Task statement: List every line in the records below that contains the string "cross", treating uppercase and lowercase as different.

Excerpts from a point labeling dataset:
---

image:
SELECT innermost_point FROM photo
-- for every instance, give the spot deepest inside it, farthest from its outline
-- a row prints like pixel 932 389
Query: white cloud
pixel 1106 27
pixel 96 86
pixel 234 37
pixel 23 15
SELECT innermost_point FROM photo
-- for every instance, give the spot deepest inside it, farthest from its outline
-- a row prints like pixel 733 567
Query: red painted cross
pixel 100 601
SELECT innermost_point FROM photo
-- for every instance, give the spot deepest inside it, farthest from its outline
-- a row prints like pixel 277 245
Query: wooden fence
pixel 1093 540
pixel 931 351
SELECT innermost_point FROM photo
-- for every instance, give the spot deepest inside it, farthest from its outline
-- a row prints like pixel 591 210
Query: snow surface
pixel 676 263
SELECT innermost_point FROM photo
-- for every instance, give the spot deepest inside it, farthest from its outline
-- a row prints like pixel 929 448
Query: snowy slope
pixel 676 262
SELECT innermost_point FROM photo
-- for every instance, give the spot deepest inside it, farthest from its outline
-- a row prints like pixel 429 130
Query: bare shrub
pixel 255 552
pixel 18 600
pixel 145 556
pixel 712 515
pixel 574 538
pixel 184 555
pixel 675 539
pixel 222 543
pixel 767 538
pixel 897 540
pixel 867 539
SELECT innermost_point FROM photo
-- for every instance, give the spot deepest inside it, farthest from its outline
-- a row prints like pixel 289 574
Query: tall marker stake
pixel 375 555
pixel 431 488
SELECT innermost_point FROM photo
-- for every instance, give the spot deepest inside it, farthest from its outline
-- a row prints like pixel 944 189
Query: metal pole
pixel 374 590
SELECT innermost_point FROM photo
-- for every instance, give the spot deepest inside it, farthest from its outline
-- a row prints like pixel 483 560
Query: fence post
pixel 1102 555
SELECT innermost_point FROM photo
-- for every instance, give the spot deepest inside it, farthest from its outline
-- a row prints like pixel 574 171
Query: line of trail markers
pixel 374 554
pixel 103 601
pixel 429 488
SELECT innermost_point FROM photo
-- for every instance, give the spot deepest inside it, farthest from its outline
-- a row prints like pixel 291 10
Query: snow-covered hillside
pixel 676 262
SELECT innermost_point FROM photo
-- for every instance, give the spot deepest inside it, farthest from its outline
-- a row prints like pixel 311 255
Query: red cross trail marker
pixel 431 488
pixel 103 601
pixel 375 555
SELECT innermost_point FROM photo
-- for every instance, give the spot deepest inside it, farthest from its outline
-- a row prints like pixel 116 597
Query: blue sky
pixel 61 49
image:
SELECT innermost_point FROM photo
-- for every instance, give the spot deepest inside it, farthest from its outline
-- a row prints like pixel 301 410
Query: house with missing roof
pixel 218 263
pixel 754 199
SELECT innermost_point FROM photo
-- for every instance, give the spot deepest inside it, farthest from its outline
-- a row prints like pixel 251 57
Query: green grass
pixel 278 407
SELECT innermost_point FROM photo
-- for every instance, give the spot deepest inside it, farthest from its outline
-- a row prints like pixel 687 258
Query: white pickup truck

---

Written solution:
Query: red painted cross
Query: red cross trail marker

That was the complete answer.